#### Exercise inputs:
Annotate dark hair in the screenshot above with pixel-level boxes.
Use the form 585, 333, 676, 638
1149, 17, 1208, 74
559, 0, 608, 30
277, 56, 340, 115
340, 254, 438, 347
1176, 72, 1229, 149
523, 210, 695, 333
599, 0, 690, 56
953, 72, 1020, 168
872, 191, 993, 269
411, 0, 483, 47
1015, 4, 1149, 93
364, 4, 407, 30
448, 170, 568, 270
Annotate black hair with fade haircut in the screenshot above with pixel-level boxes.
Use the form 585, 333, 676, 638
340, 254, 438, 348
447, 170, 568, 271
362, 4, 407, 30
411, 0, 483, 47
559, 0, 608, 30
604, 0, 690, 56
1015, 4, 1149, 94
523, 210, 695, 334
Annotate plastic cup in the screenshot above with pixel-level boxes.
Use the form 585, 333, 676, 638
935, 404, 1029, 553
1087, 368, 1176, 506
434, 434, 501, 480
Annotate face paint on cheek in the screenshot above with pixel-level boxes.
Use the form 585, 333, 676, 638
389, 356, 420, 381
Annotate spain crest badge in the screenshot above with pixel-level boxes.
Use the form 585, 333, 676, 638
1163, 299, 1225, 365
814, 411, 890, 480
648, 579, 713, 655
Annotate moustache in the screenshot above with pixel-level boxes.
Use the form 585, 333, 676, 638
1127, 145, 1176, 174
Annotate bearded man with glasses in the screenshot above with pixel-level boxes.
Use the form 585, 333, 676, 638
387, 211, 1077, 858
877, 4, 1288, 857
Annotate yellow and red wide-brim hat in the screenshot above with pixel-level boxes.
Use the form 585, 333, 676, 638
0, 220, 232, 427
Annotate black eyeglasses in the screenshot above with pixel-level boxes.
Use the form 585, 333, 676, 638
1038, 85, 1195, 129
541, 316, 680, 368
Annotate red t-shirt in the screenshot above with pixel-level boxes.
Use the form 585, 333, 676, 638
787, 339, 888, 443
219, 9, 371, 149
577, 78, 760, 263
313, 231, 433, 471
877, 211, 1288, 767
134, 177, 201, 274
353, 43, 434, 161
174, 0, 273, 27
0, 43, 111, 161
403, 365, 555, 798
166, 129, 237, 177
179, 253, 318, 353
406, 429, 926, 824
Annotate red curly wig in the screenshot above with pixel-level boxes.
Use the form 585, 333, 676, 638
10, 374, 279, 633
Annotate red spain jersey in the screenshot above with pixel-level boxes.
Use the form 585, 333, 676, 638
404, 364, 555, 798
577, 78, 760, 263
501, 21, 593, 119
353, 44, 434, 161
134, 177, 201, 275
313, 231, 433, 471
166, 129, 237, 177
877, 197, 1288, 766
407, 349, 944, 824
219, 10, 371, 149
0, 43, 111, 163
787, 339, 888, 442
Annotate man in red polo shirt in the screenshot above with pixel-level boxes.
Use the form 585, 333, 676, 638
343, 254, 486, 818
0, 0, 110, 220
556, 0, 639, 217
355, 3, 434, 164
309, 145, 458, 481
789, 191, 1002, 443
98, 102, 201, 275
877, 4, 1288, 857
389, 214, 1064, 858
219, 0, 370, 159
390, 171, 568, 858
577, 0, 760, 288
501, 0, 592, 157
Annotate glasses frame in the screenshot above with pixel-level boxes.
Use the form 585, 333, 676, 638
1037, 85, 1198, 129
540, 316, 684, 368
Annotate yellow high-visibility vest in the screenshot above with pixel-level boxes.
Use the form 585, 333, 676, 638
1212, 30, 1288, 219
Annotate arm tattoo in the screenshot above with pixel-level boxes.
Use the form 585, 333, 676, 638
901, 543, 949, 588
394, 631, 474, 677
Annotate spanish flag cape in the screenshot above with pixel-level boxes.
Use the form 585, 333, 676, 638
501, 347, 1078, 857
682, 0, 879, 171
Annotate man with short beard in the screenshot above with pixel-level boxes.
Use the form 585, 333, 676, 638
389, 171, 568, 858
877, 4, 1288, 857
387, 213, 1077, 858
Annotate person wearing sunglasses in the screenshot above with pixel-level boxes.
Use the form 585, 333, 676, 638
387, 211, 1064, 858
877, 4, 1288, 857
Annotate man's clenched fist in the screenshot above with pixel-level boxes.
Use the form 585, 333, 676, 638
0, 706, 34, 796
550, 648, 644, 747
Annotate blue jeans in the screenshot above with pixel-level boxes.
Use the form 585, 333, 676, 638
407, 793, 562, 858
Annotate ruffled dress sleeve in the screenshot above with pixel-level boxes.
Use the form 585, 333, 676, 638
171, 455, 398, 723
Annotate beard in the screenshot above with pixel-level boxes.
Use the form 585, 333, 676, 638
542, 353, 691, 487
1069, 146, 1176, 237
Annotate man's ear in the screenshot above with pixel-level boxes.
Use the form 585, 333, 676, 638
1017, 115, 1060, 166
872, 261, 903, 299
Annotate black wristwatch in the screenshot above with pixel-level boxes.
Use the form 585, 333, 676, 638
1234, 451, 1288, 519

#### Your instructions:
Could you reproduce all of the lines above verbatim, with every character unchanged?

#### Exercise output:
Annotate dark hair in the screenshot above with pixel-level boxes.
Use the form 585, 333, 676, 638
1149, 17, 1208, 74
559, 0, 608, 30
277, 56, 340, 115
340, 254, 438, 347
1176, 72, 1229, 149
523, 210, 695, 333
599, 0, 690, 56
953, 72, 1020, 168
872, 191, 993, 269
411, 0, 483, 47
1015, 4, 1149, 93
364, 4, 407, 30
448, 170, 568, 270
Annotate black hair with fade haircut in the screenshot above with pixel-level boxes.
Use the form 585, 333, 676, 638
340, 254, 438, 348
447, 170, 568, 271
362, 4, 407, 30
411, 0, 483, 47
559, 0, 608, 30
604, 0, 690, 56
1015, 4, 1149, 94
523, 210, 695, 334
Annotate plastic cup in the screenshot above with pixel-level boxes.
Use the form 585, 333, 676, 638
935, 404, 1029, 553
1087, 368, 1176, 506
434, 434, 501, 480
Annotate face paint on cheek in the screenshot above with pixel-level boxes.
Use the form 585, 333, 676, 638
389, 356, 420, 381
Annotate spain crest badge in the screenshot above with pixel-level boxes.
Use the form 585, 333, 676, 638
1163, 299, 1225, 365
814, 411, 890, 480
648, 579, 713, 655
Annotate moustache in the screenshot above with pixel-level boxes.
Use the form 585, 333, 676, 638
1127, 145, 1176, 174
Annotate bearded man with glasses in the screenshot above with pixel-level boxes.
Use the form 585, 333, 676, 638
387, 211, 1077, 858
877, 4, 1288, 857
Annotate yellow and red wide-brim hat in the screenshot above with pixel-level boxes.
Use the form 585, 333, 676, 638
0, 220, 232, 427
Annotate black eyeglasses in the screenshot above with pixel-level boxes.
Use the form 585, 333, 676, 638
1038, 85, 1195, 129
541, 316, 680, 368
Annotate red t-shirt in the screenshot above with pixel-level boxes.
Use the form 585, 333, 676, 638
787, 339, 888, 443
219, 9, 371, 149
577, 78, 760, 263
313, 231, 433, 471
877, 211, 1288, 767
134, 177, 201, 274
353, 43, 434, 161
174, 0, 273, 27
0, 43, 111, 161
403, 365, 555, 798
166, 129, 237, 177
179, 253, 318, 353
406, 429, 926, 824
Annotate red curly wig in the screenshot above with pixel-level boxes.
Use the form 585, 333, 676, 638
10, 374, 279, 633
Annotate red spain jersey in the screenshot above with pixel-level boxes.
Use the form 585, 333, 676, 638
404, 364, 555, 798
577, 78, 760, 263
501, 21, 593, 119
353, 44, 434, 161
134, 177, 201, 275
313, 231, 433, 471
166, 129, 237, 177
877, 197, 1288, 766
407, 349, 944, 824
219, 10, 371, 149
0, 43, 111, 163
787, 339, 888, 442
Annotate man in red polo shirt in the screenshot above with pixel-level boxes.
Use the form 585, 333, 676, 638
343, 254, 486, 818
0, 0, 110, 220
556, 0, 639, 217
355, 3, 434, 164
309, 145, 458, 481
789, 191, 1002, 443
98, 102, 201, 275
877, 4, 1288, 857
389, 214, 1064, 858
219, 0, 370, 159
390, 171, 568, 858
577, 0, 760, 288
501, 0, 592, 157
Annotate glasses frame in the screenshot above with pixel-level boxes.
Use the form 585, 333, 676, 638
1037, 85, 1198, 129
540, 316, 684, 368
Annotate yellow high-visibility vest in the screenshot above with pixel-level boxes.
Use the form 585, 333, 676, 638
1212, 30, 1288, 219
Annotate arm tattoo in the screenshot above with pixel-level boxes.
Use the form 585, 333, 676, 638
901, 543, 949, 588
394, 631, 474, 677
Annotate spanish flag cape in the screenshot above with pixel-level boxes.
Use the form 585, 333, 676, 638
501, 347, 1078, 857
682, 0, 879, 171
Annotate man with short beard in the screenshot above with pixel-level boxes.
Use the form 585, 333, 676, 638
389, 171, 568, 858
877, 4, 1288, 857
387, 213, 1077, 858
Annotate person wearing sunglasses in the screenshot above with pixel-level boxes.
Use the form 585, 333, 676, 638
387, 211, 1064, 858
877, 4, 1288, 857
Annotate man's clenched fist in the screenshot above with pixel-level boxes.
Use the form 585, 333, 676, 638
0, 706, 34, 796
550, 648, 644, 747
Annotate blue jeans in the screenshot above with pixel-level boxes.
Use the form 585, 333, 676, 638
407, 793, 562, 858
Annotate ruffled dress sleeve in the screenshot above with pixel-level boxes.
Use the form 585, 333, 676, 638
171, 455, 398, 723
Annotate beard in the screenshot above with pixel-level boxes.
Use the form 585, 333, 676, 638
542, 353, 691, 487
1069, 146, 1176, 237
Annotate man's ear in the screenshot above with pixel-level boxes.
Use the form 585, 333, 676, 638
1017, 115, 1060, 166
872, 261, 903, 299
Annotate black wristwatch in the screenshot above with pixel-level boxes.
Use the form 585, 333, 676, 638
1234, 451, 1288, 519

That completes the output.